# Exercise
Reproduce the material starting with its first line and going on through the line with "[[222, 113]]", replacing "Quickstart" with "Overview" and leaving everything else unchanged.

# Available records
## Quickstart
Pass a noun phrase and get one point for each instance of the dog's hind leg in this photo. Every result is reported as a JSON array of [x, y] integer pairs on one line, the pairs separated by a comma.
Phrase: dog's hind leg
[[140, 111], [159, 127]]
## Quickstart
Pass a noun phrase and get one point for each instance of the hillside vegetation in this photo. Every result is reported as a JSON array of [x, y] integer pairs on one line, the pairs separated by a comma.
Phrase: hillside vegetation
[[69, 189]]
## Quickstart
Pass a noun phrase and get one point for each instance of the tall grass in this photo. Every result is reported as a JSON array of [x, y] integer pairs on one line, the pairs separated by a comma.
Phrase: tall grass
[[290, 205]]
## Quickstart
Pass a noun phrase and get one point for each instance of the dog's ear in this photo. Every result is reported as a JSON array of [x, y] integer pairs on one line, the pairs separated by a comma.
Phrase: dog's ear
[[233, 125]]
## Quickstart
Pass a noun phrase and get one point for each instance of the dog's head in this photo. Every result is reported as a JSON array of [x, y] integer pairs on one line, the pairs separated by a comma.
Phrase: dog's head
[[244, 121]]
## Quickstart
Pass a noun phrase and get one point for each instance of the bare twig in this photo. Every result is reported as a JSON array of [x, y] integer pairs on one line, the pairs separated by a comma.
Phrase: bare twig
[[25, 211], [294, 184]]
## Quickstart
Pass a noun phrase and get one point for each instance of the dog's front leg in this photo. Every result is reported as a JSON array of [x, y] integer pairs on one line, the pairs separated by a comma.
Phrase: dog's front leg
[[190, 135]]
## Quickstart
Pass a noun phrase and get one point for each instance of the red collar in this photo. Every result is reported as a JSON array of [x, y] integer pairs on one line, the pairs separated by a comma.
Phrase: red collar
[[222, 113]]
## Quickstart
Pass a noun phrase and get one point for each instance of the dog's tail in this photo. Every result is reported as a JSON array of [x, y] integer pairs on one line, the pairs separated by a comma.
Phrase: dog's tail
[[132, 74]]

# Written response
## Overview
Pass a noun phrase and get one point for each instance of the dog's hind leg in this photo. Every result is reported as a JSON array of [x, y] integer pairs on one line, the pairs separated by a comma.
Phrase: dog's hind leg
[[140, 111], [159, 127]]
## Overview
Pass a noun phrase and get one point for each instance of the hillside vegetation in this photo. Every result is reported as a JSON array of [x, y] integer pairs on one line, the pairs separated by a comma.
Phrase: hillside vegetation
[[69, 189]]
## Overview
Pass a noun phrase and get one point for each instance of the tall grass in this photo. Every result is reported as a JSON array of [x, y] integer pairs on one line, the pairs separated by a comma.
Phrase: tall grass
[[290, 205]]
## Overview
Pass a noun phrase and get one point for each instance of the dog's ear in this photo. Every result is reported as a JSON array of [x, y] integer pairs on one line, the pairs separated by a comma.
Phrase: dog's ear
[[233, 125]]
## Overview
Pass a noun phrase and get one point for each instance of the dog's head in this photo. Every result is reported as a JSON array of [x, y] integer pairs on one line, the pairs separated by a comma.
Phrase: dog's head
[[244, 121]]
## Overview
Pass a noun phrase and get one point for each instance of the bare twig in this photo. Every result is reported as a JSON array of [x, y] integer pairs on one line, the pairs separated by a comma.
Phrase: bare twig
[[25, 211], [294, 184]]
## Overview
Pass a noun phrase and get one point for each instance of the dog's front leg in this photo. Every result is reported as a JSON array of [x, y] integer pairs on one line, the pairs separated by a comma.
Phrase: dog's front leg
[[190, 135]]
## Overview
Pass a noun phrase and get one point for each instance of the red collar in this photo. Every result is reported as a JSON array of [x, y] integer pairs on one line, the pairs separated by a comma.
Phrase: red collar
[[222, 113]]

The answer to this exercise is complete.